++++ GIVEN PASSAGE ++++
About this Research Topic
Dendritic cells (DCs) and monocytes play an integral role in the pathogenesis of Human Immunodeficiency Virus (HIV). Myeloid DCs (mDCs) are typically widely disseminated in the body, including the blood, and interact closely with T cells in lymphoid tissues. The primary role of mDCs is in the processing of tissue antigens from the periphery and subsequent presentation to lymphocytes predominantly in lymphoid tissues. During HIV infection, mDC frequencies decline, and their levels are not completely restored by anti-retroviral therapy (ART). Monocyte and DC subset distribution is altered in the presence of HIV infection and monocyte/macrophage activation is associated with increased risk of all-cause mortality in both ART-treated and untreated HIV infected individuals.
A combination of approaches including in vitro, ex vivo and animal model-based studies during HIV infection have demonstrated the roles of DCs and monocytes in (i) viral spread; (ii) the establishment of latency; (iii) ongoing immune activation and (iv) clinical outcomes. Using in vitro models, it has been previously shown that the close interaction of mDC with resting CD4+ T cells leads to the transfer of HIV to CD4+ T cells as well as to the induction of latency following HIV-1 integration in circulating proliferating T cells. Recent studies using humanized myeloid-only mice (MoM) have indicated a shift to monocytes and dendritic cells as a dominant HIV reservoir in the absence of CD4+ T cells. However, the precise mechanisms underlying: (i) DC–HIV interactions that occur in vivo in relation to viral dissemination; (ii) viral latent reservoir establishment and/or (iii) maintenance remain unclear and are areas under investigation. Recent transcriptional- and proteomic-based reexamination of DC and monocyte ontogeny in steady-state, and sub-population plasticity in inflammatory conditions, calls for new studies addressing how DCs are altered in the presence of HIV infection as well as how the administration of ART impacts on the functions and proportions of DC and monocyte subsets. Research that enhances our understanding of DC and monocytes in HIV pathogenesis has the potential to (i) identify novel HIV therapies to eradicate viral reservoirs; (ii) to dampen pathological immune activation as well as (iii) to identify targets for DC vaccination strategies.
++++
EXERCISE DESCRIPTION: Write the next part of the overview on dendritic cells and monocytes in HIV, picking up right after its last sentence. The material after this has nothing to do with what is asked here.
++++ DATA UNDER STUDY ++++
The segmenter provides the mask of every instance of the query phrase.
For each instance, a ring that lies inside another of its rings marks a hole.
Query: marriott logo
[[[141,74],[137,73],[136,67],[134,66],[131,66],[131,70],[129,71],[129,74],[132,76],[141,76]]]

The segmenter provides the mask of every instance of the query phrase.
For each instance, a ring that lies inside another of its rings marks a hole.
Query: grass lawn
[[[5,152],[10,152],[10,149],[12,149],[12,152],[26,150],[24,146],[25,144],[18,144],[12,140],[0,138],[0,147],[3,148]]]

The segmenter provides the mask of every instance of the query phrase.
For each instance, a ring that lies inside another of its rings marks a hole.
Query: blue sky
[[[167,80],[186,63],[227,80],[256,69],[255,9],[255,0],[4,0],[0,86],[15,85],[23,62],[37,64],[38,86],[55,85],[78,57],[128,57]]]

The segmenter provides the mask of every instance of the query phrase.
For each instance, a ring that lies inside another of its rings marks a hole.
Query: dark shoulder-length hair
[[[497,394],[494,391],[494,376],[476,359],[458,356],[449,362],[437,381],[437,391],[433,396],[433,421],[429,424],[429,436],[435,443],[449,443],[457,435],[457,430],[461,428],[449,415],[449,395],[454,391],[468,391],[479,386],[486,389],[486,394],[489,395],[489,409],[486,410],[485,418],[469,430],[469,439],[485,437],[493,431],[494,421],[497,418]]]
++++
++++ DATA UNDER STUDY ++++
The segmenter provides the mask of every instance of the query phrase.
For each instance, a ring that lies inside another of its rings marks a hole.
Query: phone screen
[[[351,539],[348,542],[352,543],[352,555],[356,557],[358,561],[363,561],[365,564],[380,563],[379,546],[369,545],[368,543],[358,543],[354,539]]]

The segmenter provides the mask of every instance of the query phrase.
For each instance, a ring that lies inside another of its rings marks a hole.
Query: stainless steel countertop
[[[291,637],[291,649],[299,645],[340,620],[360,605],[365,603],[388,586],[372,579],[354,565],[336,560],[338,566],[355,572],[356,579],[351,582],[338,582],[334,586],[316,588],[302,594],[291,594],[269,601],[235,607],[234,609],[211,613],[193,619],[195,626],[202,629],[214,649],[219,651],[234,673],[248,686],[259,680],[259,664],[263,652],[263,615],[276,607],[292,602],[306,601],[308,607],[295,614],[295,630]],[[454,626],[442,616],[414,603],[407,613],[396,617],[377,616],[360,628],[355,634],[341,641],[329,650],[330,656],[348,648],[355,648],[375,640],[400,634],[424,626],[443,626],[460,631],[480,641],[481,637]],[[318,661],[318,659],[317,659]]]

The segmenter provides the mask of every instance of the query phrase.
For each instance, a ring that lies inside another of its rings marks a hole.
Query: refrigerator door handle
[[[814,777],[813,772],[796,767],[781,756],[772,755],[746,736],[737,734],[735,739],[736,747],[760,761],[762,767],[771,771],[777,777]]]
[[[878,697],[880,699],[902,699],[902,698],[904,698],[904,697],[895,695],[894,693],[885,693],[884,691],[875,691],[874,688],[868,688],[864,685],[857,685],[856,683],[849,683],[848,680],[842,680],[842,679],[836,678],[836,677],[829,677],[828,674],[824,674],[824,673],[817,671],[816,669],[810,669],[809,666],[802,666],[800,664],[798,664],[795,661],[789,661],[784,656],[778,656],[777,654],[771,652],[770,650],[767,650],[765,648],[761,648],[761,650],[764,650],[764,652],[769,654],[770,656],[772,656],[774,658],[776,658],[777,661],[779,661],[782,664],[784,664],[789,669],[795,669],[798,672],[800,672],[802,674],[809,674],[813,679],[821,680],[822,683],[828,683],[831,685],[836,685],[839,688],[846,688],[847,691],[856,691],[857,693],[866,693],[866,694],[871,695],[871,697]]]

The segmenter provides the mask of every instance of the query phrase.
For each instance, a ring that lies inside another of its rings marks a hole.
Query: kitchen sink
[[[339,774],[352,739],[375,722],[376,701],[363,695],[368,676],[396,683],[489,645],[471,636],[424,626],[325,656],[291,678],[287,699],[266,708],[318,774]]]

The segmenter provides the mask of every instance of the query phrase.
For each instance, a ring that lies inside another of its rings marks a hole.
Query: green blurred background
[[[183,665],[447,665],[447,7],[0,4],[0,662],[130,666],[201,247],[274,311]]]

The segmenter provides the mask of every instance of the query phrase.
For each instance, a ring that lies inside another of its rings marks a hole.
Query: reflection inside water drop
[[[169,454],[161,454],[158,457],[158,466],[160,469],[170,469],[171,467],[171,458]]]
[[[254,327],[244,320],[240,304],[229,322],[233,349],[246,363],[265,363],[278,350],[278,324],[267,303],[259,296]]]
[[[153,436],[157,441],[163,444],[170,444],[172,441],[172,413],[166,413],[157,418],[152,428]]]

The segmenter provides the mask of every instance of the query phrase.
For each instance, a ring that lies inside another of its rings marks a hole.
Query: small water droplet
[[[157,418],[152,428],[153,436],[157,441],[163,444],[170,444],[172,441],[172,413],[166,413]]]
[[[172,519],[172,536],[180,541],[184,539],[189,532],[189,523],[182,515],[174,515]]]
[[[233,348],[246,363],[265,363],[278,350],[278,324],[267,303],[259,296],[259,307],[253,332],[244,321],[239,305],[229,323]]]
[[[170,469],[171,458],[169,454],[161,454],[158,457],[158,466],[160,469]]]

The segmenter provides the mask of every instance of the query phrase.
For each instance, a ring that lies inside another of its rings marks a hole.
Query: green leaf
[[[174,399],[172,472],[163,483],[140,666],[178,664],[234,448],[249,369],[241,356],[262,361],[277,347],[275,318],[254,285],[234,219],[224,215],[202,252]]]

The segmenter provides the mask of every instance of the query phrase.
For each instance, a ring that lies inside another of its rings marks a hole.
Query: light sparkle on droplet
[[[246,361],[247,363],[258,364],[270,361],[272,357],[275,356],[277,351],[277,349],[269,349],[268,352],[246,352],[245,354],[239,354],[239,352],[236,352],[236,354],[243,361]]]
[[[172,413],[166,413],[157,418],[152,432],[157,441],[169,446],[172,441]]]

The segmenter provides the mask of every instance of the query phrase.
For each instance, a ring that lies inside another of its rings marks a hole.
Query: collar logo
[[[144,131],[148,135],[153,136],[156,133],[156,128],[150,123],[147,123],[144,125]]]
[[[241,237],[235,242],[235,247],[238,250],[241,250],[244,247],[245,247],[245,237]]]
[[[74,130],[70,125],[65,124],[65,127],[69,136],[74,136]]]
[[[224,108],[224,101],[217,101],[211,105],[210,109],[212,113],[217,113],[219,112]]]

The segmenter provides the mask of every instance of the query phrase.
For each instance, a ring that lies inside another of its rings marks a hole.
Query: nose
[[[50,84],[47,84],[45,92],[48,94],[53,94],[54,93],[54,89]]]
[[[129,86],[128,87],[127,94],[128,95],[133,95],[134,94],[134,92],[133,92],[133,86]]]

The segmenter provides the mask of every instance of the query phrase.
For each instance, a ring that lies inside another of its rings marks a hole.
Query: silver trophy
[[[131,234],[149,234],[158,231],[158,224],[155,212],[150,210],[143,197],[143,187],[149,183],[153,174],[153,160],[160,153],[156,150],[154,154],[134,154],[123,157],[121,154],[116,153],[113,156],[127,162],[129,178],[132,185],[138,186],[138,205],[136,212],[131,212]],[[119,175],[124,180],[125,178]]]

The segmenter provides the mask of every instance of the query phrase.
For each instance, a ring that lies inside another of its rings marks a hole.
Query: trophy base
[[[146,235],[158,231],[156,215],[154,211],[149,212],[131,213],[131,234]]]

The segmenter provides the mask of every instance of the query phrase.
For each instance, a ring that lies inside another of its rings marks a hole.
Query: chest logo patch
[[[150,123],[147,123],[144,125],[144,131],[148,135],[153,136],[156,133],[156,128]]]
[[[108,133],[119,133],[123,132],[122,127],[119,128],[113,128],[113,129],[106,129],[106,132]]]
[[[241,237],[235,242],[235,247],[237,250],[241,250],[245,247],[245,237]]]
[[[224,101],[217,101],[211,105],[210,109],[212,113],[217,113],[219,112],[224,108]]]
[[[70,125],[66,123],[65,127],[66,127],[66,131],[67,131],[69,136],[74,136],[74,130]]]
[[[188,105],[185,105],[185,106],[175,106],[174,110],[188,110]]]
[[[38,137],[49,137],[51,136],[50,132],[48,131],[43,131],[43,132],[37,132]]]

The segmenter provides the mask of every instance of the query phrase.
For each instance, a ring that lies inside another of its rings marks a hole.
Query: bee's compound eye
++++
TASK RESPONSE:
In this Research Topic, we welcome the submission of (i) Original Research; (ii) Methods; (iii) Protocols; and (iv) Clinical Trial articles that cover the following sub-topics:
1. The role of mDCs and monocytes in HIV latency.
2. mDC and monocyte ontogeny and subset distribution during HIV infection.
3. Mechanisms and studies of direct HIV Infection of mDC and monocyte subsets.
4. mDC and Monocytes in HIV-associated immune activation and clinical outcomes.